# Task directions
Take the entries below and reproduce them word for word.

# Records provided
------------------------------

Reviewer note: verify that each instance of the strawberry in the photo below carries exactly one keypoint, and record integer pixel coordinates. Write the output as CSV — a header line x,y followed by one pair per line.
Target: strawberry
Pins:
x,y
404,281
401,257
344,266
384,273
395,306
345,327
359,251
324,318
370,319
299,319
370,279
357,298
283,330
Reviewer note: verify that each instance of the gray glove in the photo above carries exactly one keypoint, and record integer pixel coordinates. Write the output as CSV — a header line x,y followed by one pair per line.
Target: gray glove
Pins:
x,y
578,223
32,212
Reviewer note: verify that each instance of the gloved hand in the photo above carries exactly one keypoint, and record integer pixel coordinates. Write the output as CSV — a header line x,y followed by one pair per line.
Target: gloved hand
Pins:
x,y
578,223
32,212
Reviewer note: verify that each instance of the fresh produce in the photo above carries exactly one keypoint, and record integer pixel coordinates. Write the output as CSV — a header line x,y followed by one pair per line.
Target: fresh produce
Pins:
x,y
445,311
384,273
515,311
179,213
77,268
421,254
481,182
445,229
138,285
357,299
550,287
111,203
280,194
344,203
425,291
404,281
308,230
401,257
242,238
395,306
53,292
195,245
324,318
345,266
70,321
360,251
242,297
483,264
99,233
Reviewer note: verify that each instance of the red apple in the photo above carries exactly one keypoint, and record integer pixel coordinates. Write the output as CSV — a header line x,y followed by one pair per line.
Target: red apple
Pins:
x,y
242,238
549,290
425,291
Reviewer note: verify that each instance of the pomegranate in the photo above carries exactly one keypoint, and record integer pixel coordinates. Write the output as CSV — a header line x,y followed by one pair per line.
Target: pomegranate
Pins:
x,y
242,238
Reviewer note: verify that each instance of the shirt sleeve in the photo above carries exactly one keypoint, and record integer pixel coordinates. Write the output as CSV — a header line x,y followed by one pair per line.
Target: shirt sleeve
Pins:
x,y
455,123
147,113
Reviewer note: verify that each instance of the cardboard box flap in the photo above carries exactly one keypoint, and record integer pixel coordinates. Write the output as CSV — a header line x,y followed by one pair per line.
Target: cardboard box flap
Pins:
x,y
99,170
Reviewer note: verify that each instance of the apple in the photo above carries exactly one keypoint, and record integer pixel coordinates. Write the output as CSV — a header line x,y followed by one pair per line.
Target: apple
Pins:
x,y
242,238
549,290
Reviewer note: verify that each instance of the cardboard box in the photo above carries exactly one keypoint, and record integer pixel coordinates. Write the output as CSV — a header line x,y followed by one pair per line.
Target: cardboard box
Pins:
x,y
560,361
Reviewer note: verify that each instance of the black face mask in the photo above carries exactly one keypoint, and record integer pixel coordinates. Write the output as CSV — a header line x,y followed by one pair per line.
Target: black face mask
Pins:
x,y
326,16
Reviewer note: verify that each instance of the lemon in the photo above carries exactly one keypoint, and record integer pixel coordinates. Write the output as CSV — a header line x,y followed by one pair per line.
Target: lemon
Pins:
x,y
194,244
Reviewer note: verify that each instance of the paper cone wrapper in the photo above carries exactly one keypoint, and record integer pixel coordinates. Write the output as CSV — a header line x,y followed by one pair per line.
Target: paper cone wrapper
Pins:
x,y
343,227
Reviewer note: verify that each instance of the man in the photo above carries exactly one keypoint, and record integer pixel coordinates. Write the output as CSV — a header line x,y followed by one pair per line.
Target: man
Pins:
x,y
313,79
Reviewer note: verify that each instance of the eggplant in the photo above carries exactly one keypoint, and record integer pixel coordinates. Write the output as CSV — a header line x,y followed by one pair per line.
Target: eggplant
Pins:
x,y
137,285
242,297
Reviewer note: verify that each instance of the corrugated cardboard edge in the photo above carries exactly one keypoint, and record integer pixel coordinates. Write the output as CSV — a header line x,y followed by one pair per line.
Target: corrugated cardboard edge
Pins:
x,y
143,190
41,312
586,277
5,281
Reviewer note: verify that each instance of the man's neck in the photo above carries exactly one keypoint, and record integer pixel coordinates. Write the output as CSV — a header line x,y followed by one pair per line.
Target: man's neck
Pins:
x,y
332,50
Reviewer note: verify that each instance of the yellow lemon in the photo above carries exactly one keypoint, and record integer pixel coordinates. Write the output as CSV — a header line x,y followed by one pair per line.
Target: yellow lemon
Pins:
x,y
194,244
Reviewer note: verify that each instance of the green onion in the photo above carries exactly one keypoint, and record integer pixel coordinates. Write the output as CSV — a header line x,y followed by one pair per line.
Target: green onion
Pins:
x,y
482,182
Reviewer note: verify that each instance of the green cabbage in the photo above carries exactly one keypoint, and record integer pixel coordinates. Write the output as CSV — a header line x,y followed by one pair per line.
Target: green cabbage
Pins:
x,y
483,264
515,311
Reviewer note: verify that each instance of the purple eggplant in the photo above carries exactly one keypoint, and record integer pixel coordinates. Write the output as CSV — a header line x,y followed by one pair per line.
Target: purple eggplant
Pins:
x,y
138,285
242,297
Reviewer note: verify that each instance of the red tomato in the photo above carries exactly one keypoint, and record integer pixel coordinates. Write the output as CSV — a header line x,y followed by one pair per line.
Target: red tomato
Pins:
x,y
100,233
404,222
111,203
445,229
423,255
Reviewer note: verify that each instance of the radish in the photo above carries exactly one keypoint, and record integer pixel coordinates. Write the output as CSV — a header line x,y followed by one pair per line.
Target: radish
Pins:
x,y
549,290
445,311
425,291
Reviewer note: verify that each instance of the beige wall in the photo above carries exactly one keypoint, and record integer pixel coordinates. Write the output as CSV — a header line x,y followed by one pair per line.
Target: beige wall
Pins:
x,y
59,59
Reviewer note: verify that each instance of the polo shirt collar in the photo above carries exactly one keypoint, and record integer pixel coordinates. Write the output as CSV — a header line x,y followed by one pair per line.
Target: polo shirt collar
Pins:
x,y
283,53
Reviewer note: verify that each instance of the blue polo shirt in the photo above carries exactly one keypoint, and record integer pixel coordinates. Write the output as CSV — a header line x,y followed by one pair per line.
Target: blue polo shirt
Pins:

------------------------------

# Finished answer
Reviewer note: verify that each instance of the strawberry in the photo below carries exactly one keypoint, and record integer pixel coordinates. Write the output as CSV — a header line x,y followed by one pair per line.
Target: strawberry
Pins:
x,y
404,281
401,257
344,266
384,273
395,306
345,327
359,251
324,318
370,319
299,319
370,279
357,298
283,330
Reviewer note: verify that each instance of the gray glove in the photo above carries exactly one keypoint, and record integer pixel coordinates. Write the output as CSV — a header line x,y followed by one pair per line.
Target: gray glove
Pins:
x,y
578,223
32,212
Reviewer note: verify that each instance of the gloved hand in the photo above carries exactly one keypoint, and record integer pixel coordinates. Write the output as CSV — a header line x,y followed by one pair per line.
Target: gloved hand
Pins:
x,y
578,223
32,212
Reviewer note: verify that each instance of the fresh produce in the photo above carries exactly one keypoint, and record integer pixel coordinates. Write the output as CSV — a header line x,y followed by one pair per line.
Target: fresh produce
Pins:
x,y
445,311
384,273
515,311
179,213
77,268
421,254
481,182
445,229
138,285
357,299
550,287
111,203
280,194
344,203
425,291
404,281
308,230
401,257
242,238
395,306
53,292
195,245
324,318
345,266
70,321
360,251
242,297
483,264
99,233
Reviewer note: verify that each instance of the red apple in the photo above carries exactly one keypoint, and record integer pixel coordinates. Write the output as CSV — a header line x,y followed by one pair per line.
Target: red apple
Pins:
x,y
242,238
549,290
425,291
Reviewer note: verify that each instance of the pomegranate in the photo above carries exactly one keypoint, and record integer pixel coordinates. Write the output as CSV — a header line x,y followed by one pair per line.
Target: pomegranate
Pins:
x,y
242,238
Reviewer note: verify that each instance of the shirt sleeve in the photo above carries exactly one keypoint, and record integer pixel coordinates. Write the output as CSV — a header line x,y followed by one pair per line.
Target: shirt sleeve
Pins:
x,y
455,123
147,113
Reviewer note: verify that each instance of the cardboard box flap in the photo above carries exactly one keypoint, and record integer pixel coordinates. Write the output as CSV — a header line x,y followed by one pair per line.
Target: cardboard box flap
Pins:
x,y
99,170
Reviewer note: verify that each instance of the apple in the photo above carries exactly one keypoint, and record integer pixel coordinates. Write the output as CSV — a header line x,y followed by one pair per line.
Target: apple
Pins:
x,y
242,238
549,290
Reviewer note: verify that each instance of the cardboard box in the photo above carries exactly one keypoint, and record integer pixel coordinates. Write the output as CSV — a header line x,y followed by one pair per line.
Target: cardboard box
Pins:
x,y
560,361
Reviewer note: verify that each instance of the black face mask in the photo above carries exactly one keypoint, and record integer pixel coordinates. Write the output as CSV — a header line x,y followed by one pair per line.
Target: black face mask
Pins:
x,y
326,16
Reviewer note: verify that each instance of the lemon in the photo above carries exactly one keypoint, and record integer pixel coordinates. Write the output as CSV — a header line x,y followed by one pair per line.
Target: lemon
Pins:
x,y
194,244
Reviewer note: verify that each instance of the paper cone wrapper in the photo above carries exactly one keypoint, and record integer pixel coordinates. Write the output as CSV — a header line x,y followed by one pair per line.
Target: paper cone wrapper
Pins:
x,y
343,227
Reviewer note: verify that each instance of the man in the photo above carries exactly one keypoint, and record integer pixel coordinates. Write the output as CSV — a header line x,y followed by one pair per line.
Target: man
Pins:
x,y
313,79
Reviewer note: verify that each instance of the eggplant in the photo above carries exactly one keypoint, and record integer pixel coordinates. Write the output as CSV — a header line x,y followed by one pair per line.
Target: eggplant
Pins:
x,y
137,285
242,297
Reviewer note: verify that each instance of the corrugated cardboard edge in the photo above carries exactly one keypoint, and record integer pixel coordinates. Write the output as CSV — a header line x,y followed by one pair per line.
Target: corrugated cardboard edge
Pins:
x,y
143,190
41,312
586,277
5,281
Reviewer note: verify that each instance of the man's neck in the photo above carries exactly one keypoint, and record integer pixel coordinates. Write the output as CSV — a header line x,y followed by one pair per line.
Target: man's neck
Pins:
x,y
332,50
Reviewer note: verify that each instance of the yellow lemon in the photo above carries exactly one keypoint, and record integer pixel coordinates. Write the output as CSV — a header line x,y followed by one pair per line.
Target: yellow lemon
Pins:
x,y
194,244
Reviewer note: verify that each instance of the green onion in the photo above carries exactly one keypoint, and record integer pixel coordinates. Write the output as CSV — a header line x,y followed by one pair per line.
Target: green onion
Pins:
x,y
482,182
Reviewer note: verify that each instance of the green cabbage in the photo above carries exactly one keypoint, and record integer pixel coordinates. Write the output as CSV — a header line x,y followed by one pair per line.
Target: green cabbage
Pins:
x,y
483,264
515,311
Reviewer note: verify that each instance of the purple eggplant in the photo above carries exactly one keypoint, and record integer pixel coordinates. Write the output as CSV — a header line x,y followed by one pair per line.
Target: purple eggplant
Pins:
x,y
138,285
242,297
Reviewer note: verify that each instance of the red tomato in the photo above carries exactly one keypoint, and record integer pixel coordinates. Write the output as CSV — a header line x,y followed by one pair per line.
Target: red tomato
Pins:
x,y
100,233
404,222
111,203
445,229
423,255
Reviewer note: verify that each instance of the radish in the photo above carries exactly one keypoint, and record integer pixel coordinates. Write the output as CSV — a header line x,y followed by one pair per line.
Target: radish
Pins:
x,y
549,290
445,311
425,291
Reviewer note: verify that each instance of the beige wall in the photo above carries exactly one keypoint, and record integer pixel coordinates. Write the output as CSV — a header line x,y followed by one pair per line.
Target: beige wall
Pins:
x,y
59,59
Reviewer note: verify that each instance of the polo shirt collar in the photo above carries exactly one keypoint, and record integer pixel coordinates. Write the output as CSV — a header line x,y followed by one pair per line.
Target: polo shirt collar
Pins:
x,y
283,53
Reviewer note: verify that each instance of the blue polo shirt in the photo above carries exactly one keypoint, and record integer pixel coordinates. Write the output as CSV — a header line x,y followed by one pair per line.
Target: blue polo shirt
Pins:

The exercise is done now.